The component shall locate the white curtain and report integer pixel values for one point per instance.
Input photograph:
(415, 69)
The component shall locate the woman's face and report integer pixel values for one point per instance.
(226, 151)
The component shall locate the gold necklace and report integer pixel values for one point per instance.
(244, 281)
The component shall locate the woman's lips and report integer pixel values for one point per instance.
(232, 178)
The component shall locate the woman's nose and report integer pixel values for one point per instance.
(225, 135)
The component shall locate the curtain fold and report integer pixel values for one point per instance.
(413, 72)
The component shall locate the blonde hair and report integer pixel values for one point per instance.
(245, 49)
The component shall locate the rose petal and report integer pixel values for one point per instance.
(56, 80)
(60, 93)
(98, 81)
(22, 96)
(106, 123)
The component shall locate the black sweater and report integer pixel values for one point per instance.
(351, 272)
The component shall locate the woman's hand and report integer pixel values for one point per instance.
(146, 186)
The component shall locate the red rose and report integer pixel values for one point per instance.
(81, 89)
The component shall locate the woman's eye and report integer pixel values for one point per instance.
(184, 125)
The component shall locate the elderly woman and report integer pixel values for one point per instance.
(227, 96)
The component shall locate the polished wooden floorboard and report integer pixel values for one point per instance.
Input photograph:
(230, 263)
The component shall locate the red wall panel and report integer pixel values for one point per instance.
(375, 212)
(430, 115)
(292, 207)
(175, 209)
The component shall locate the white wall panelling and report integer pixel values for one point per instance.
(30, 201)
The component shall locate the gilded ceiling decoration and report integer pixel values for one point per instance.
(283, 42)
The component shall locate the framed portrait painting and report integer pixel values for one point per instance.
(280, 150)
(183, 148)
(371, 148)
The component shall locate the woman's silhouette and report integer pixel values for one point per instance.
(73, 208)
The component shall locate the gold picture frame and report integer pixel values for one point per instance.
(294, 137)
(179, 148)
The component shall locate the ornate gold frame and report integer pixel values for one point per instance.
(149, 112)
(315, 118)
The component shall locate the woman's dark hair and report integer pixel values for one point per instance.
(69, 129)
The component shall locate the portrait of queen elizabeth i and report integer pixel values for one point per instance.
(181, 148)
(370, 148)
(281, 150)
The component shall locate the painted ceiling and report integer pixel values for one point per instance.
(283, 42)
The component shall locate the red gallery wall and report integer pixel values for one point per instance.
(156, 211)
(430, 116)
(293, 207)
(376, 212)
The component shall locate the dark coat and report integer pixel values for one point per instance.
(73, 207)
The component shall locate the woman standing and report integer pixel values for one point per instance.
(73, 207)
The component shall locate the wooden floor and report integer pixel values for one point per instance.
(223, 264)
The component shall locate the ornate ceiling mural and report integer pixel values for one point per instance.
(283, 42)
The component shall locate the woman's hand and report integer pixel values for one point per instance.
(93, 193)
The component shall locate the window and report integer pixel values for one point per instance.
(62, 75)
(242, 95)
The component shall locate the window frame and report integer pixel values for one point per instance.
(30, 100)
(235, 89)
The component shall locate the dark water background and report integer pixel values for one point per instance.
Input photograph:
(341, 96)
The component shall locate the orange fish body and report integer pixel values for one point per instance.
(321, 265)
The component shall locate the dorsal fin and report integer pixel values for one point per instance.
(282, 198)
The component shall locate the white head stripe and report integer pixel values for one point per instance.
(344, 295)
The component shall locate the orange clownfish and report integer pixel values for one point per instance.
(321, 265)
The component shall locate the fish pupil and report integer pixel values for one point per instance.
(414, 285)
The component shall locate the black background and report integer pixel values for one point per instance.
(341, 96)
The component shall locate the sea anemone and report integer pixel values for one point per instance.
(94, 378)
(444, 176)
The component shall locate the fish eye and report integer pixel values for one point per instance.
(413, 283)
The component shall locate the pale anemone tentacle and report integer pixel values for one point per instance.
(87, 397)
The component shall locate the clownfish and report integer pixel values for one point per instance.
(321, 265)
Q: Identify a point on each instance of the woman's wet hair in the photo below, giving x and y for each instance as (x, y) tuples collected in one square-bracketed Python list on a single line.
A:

• **What is needed**: Give the lines again from the one containing "The component shall locate the black background" through the end of the items, swapping "black background" for "dark background" and leaving everything else unchanged.

• **Worked answer**:
The component shall locate the dark background and report integer pixel values for one point per instance.
(341, 96)
The component shall locate the sea anemone and report integer pixel values for one point per instance.
(94, 378)
(444, 176)
The component shall locate the fish eye and report integer pixel values for one point per instance.
(413, 283)
The component shall locate the pale anemone tentacle and report integer pixel values for one point per instance.
(87, 397)
The component shall locate the clownfish and report integer pixel values for one point per instance.
(321, 265)
Q: Identify a point on each instance of the woman's wet hair in the photo below, giving x and y for each instance as (x, y) tuples collected in one square-bracketed Python list on a single line.
A:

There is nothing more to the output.